- Required work:
Copy the records below word for word, keeping each line in its original order.

- Data in this exercise:
►

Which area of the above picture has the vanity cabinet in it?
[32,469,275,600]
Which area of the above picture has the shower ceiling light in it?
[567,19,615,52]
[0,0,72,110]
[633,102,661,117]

◄

- Output for this exercise:
Which area of the above picture has the vanity cabinet in it?
[32,469,275,600]
Which area of the above picture has the shower ceiling light in it?
[567,19,615,52]
[0,0,72,110]
[633,102,661,117]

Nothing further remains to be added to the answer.